─── Page excerpt ───
I’m a bit of a romantic (maybe more than a bit … OK … a lot more than a bit) so whenever I make bread (which isn’t often, mind you) I always feel like I’m paying a little homage to a long line of bread-making ancestors. Women who, like my mom, always had a pot on the stove filled with milk and melting butter and who had hands that were always dried and little cracked from flour’s moisture-sucking qualities and hair that was always dusted in white. 

I was borne of bread makers, therefore, whether I have any confidence about the practice or not, I should make bread — even if it’s only on special occasions.

So I was asking my mom recently about whether she’d learned to make bread growing up and I was shocked to find out that no, she hadn’t. While my grandmother had taught my mom that lard is the trick to making perfect pie crust, but she hadn’t been the one to teach my mom about how humidity helps dough rise.

As it turned out, she and my dad experimented with making bread together early on in their marriage, hoping to replicate the loaves my dad ate as a kid on the farm he grew up in Maine.

See, here’s an interesting part of my family’s history: When my dad was 3, my grandmother sent him and his brother and sister to live with the Wilder family in Maine. I don’t really know the circumstances surrounding why she did this — maybe as a recently divorced mom she was concerned about providing for her kids — but I’m only now as an adult beginning to understand the impact of this decision on our family today.

Growing up, my siblings would all roll our eyes when dad brought up Maine — mostly because Maine was usually invoked when we were whining about something. If the house was too cold (“Well in Maine in the winter we’d sometimes wake up with frost inside the window.”) If we didn’t feel like cleaning (“Well in Maine everyone did chores or you didn’t eat.”) If you stayed home from school because you weren’t feeling well (“Well in Maine when you were sick you had to stay in bed all day … there was no TV).

You can understand, then why we weren’t always thrilled about Maine and its apparently unbreakable hold on my dad.
───
*Task A*: Keep only the lines of the records that contain the word "shadowed", and copy each of them. Case must match.
The records are unrelated to the passage.
─── Records supplied ───
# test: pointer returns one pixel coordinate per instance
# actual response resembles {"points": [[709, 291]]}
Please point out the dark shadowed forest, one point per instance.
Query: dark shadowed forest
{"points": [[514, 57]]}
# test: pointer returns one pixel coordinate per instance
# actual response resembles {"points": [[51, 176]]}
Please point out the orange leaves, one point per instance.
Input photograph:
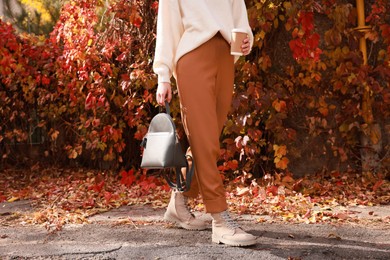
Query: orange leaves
{"points": [[280, 160], [128, 178], [305, 43]]}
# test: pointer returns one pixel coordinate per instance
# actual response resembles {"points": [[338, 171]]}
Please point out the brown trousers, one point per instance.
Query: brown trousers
{"points": [[205, 78]]}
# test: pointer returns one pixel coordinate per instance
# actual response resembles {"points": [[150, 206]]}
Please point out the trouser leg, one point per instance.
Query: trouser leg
{"points": [[205, 83]]}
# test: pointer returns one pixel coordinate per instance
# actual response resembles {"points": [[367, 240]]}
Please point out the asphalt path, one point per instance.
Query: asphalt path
{"points": [[135, 232]]}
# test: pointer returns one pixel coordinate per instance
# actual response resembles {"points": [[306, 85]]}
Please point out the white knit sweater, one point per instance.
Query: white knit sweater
{"points": [[183, 25]]}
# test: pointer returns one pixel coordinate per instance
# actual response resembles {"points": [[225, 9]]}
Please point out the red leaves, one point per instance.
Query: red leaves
{"points": [[128, 178], [306, 20], [305, 43]]}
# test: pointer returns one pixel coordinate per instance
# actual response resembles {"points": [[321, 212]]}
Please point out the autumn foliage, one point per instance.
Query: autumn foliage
{"points": [[84, 95]]}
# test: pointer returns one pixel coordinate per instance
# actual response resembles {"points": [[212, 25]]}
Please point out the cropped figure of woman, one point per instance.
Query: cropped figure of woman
{"points": [[193, 45]]}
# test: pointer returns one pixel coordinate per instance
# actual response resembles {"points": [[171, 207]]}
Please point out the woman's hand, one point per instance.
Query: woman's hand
{"points": [[164, 93], [246, 47]]}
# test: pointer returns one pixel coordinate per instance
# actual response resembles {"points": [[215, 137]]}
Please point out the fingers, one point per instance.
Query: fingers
{"points": [[245, 47]]}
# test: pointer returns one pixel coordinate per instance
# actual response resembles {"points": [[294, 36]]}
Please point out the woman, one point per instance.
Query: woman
{"points": [[193, 45]]}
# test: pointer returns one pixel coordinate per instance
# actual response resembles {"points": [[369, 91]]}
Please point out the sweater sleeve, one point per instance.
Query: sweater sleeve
{"points": [[169, 31], [240, 18]]}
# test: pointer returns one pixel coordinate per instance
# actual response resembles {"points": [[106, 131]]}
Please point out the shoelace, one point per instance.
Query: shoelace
{"points": [[187, 207], [229, 221]]}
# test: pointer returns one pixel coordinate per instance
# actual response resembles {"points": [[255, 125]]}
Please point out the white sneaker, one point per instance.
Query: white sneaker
{"points": [[227, 231], [179, 213]]}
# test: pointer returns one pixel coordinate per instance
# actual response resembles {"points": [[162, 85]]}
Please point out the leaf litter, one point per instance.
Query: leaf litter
{"points": [[70, 196]]}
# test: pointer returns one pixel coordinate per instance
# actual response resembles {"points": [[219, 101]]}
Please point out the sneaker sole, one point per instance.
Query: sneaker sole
{"points": [[233, 243], [183, 225]]}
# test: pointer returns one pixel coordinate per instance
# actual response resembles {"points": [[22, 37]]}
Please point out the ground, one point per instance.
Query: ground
{"points": [[138, 232]]}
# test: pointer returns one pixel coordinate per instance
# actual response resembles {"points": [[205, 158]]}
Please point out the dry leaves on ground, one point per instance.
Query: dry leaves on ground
{"points": [[63, 196]]}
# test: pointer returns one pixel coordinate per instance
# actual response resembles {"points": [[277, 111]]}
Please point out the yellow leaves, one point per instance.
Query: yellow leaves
{"points": [[280, 160], [280, 151], [13, 199], [38, 6], [279, 105]]}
───
*Task B*: From the passage about bread making and family, extract the stretch of text that begins at the words "I was borne" and stops after the words "on special occasions.". Copy it word for word.

*Task result A*:
Please point out the dark shadowed forest, one point per instance.
Query: dark shadowed forest

*Task result B*:
I was borne of bread makers, therefore, whether I have any confidence about the practice or not, I should make bread — even if it’s only on special occasions.